- _Collection entries_
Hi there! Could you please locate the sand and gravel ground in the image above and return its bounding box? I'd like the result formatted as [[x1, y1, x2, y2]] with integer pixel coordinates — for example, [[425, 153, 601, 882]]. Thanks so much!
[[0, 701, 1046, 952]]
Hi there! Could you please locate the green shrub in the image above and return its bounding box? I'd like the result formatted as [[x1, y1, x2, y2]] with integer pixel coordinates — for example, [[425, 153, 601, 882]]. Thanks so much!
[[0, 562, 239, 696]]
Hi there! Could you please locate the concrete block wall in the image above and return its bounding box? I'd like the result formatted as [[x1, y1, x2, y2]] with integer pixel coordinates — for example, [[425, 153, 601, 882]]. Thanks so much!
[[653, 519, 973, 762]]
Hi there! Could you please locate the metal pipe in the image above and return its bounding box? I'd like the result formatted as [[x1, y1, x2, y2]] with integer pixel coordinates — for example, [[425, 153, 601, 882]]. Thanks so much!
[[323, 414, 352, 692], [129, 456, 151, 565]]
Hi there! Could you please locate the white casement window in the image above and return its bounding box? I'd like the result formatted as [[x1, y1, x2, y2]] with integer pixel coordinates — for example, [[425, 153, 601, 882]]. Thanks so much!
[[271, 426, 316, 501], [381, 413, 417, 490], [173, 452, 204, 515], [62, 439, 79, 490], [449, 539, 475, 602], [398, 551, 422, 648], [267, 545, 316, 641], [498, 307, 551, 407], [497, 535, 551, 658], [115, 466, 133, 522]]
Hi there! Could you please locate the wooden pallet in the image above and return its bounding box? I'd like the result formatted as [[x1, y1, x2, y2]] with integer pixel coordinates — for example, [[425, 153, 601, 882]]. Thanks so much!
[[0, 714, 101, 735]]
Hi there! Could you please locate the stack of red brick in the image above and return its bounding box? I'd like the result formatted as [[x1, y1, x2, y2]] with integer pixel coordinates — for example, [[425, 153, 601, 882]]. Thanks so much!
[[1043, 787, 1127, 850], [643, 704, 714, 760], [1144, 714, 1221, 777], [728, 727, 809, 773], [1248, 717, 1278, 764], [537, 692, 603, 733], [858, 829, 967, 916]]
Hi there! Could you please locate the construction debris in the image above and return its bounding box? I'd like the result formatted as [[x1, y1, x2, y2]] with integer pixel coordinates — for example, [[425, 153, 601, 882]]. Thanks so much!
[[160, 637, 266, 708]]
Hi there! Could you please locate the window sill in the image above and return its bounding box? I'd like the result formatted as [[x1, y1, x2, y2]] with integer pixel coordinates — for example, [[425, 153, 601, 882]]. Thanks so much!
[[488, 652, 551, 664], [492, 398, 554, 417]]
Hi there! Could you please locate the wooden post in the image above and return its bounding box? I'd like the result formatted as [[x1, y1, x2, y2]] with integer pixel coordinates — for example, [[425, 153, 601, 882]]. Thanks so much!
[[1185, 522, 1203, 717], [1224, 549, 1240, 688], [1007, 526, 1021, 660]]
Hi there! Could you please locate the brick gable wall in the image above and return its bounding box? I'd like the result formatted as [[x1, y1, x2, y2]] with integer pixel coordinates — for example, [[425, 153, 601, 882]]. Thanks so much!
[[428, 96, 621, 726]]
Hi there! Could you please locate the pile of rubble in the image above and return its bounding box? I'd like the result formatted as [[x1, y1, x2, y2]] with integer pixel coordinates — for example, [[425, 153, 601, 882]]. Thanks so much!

- _WORK TO BE COMPLETED_
Return all of the data exactly as it reads.

- _ANSWER_
Hi there! Could you please locate the sand and gravel ground in the image above and return its bounding box? I'd like the result formatted as [[x1, y1, x2, y2]] with integer pixel coordinates — for example, [[425, 153, 601, 882]]. Thanks so much!
[[0, 701, 1046, 952]]
Hi there! Could you please locate the green shrub in the image above and return its bounding box? I'd like the result formatted as [[x1, y1, x2, y2]] with integer pixel coordinates — for example, [[425, 153, 601, 882]]. Thanks so much!
[[0, 562, 239, 696]]
Hi there! Could you please locate the concrete block wall in the image above and return its bounding box? I'd like the result formatted as [[x1, y1, x2, y2]] with integer pixel coordinates — for example, [[425, 153, 601, 882]]. Thanks so much!
[[653, 519, 973, 762]]
Hi there! Could you please locate the metal pipe in the image above and return its bounding box? I'd like the result formatted as [[x1, y1, x2, y2]] with integer pixel coordinates — for example, [[425, 153, 601, 882]]. Thanks so much!
[[323, 414, 352, 692], [129, 456, 151, 565]]
Hi there! Could you please locate the white casement window in the image above and return its bounding box? I'd like the result formatted as [[x1, y1, x2, y2]] with integer pixel coordinates — for example, [[425, 153, 601, 882]]. Thanks so much!
[[271, 426, 316, 501], [381, 413, 417, 490], [173, 452, 204, 515], [62, 439, 79, 490], [449, 539, 475, 602], [398, 551, 422, 648], [267, 545, 316, 641], [498, 307, 551, 407], [497, 535, 551, 658], [115, 466, 133, 522]]
Hi there! Could you please locate the wooden pallet in the image above and return its bounding box? I'd like the result formatted as [[x1, y1, x2, y2]] with integer pixel coordinates — for example, [[425, 153, 601, 882]]. Thanks so much!
[[0, 714, 101, 735]]
Hi there! Could you please locate the stack of red brick in the image above and return its bounding box? I'd like the result formatted as [[x1, y1, x2, y2]] with integer pixel coordinates — for example, [[425, 153, 601, 882]]. Thanks so much!
[[1043, 787, 1127, 850], [643, 704, 714, 760], [1144, 714, 1221, 777], [728, 727, 809, 773], [1248, 717, 1278, 764], [537, 692, 603, 733], [858, 829, 967, 916]]
Hi there! Could you please locate the construction debris in the image above and return its bounding box? I'd like the result formatted as [[x1, y1, x2, y2]] with integer pixel coordinates — for example, [[425, 153, 601, 882]]. Thanks so much!
[[160, 637, 266, 708]]
Hi there! Could you please locate the window sill in the image above and return its bounding box? I'd like the result formatted as [[x1, y1, x2, y2]] with integer pixel coordinates — for example, [[425, 153, 601, 882]]. Thanks so much!
[[488, 652, 551, 664], [492, 398, 554, 417]]
Hi there! Could you please locate the wooden post in the image above and return its bounding box? I'd like the result formatted as [[x1, y1, x2, y2]] with integer pixel coordinates — for example, [[425, 153, 601, 882]]. Thanks so much!
[[1185, 522, 1203, 717], [1224, 549, 1240, 688], [1007, 526, 1021, 660]]
Hi there! Could you please locate the brick gable wall in the image above and return its bounding box? I'd like the result formatted as [[x1, y1, x2, y2]] with integer pixel coordinates — for example, [[425, 153, 601, 882]]. Thanks so much!
[[428, 96, 621, 726]]
Hi there! Could you please locate the pile of rubble in the image above and return its bounding box? I'd like the result formatted as [[x1, y1, x2, y2]] with integer pixel coordinates — for example, [[425, 153, 601, 882]]. Thanks so much!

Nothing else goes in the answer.